::: SUPPLIED MATERIAL
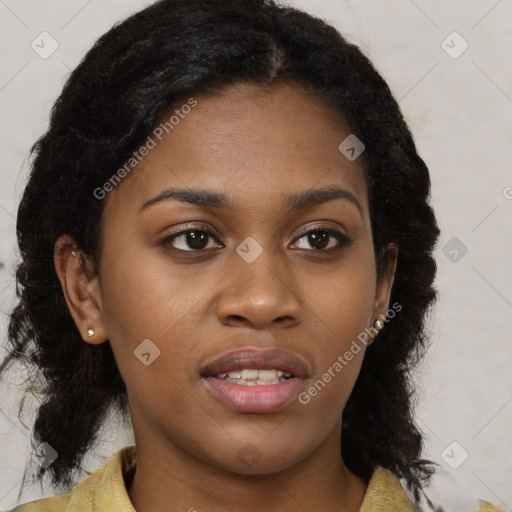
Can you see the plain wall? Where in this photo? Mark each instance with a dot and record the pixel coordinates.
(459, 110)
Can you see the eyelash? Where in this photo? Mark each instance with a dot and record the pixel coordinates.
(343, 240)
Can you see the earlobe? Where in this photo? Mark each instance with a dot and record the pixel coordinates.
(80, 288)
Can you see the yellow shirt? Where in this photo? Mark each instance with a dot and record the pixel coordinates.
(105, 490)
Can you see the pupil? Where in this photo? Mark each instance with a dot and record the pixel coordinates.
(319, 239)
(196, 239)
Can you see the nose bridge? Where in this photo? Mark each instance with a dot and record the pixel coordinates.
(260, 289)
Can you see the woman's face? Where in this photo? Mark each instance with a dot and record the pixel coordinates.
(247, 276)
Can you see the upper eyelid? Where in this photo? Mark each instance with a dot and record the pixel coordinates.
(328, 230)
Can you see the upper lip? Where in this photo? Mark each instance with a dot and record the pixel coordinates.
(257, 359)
::::::
SET PROBLEM
Copy all of the lines above word for word, leaving out the picture.

RESULT
Can you see the plain wall? Where in this photo? Mark each instance with a dot and record the pixel coordinates.
(459, 110)
Can you see the eyelash? Where in this photo? Mark each instance with a dot and record the pixel coordinates.
(343, 240)
Can you see the earlobe? Where in this photo? Mark each instance with a dot and record the pixel coordinates.
(80, 288)
Can you see the yellow shirt? Where in this photo? Mark each instance with a dot and record the pixel coordinates.
(105, 490)
Can you see the pupil? Where in this photo? Mark each instance with a dot and record the pixel coordinates.
(319, 239)
(196, 239)
Can you see the nose bridge? Where in this photo? Mark each instance with a dot and record the pixel coordinates.
(260, 289)
Can you see the woman's face? Where in this photo? Mark each instance with a dot and record the pixel coordinates.
(247, 276)
Can you see the upper eyelid? Where in this photo? Mark each instance with a dot and record the pixel coordinates.
(328, 230)
Can you see the upper lip? Where in this photo? Mark each instance with a dot and record the pixel coordinates.
(257, 359)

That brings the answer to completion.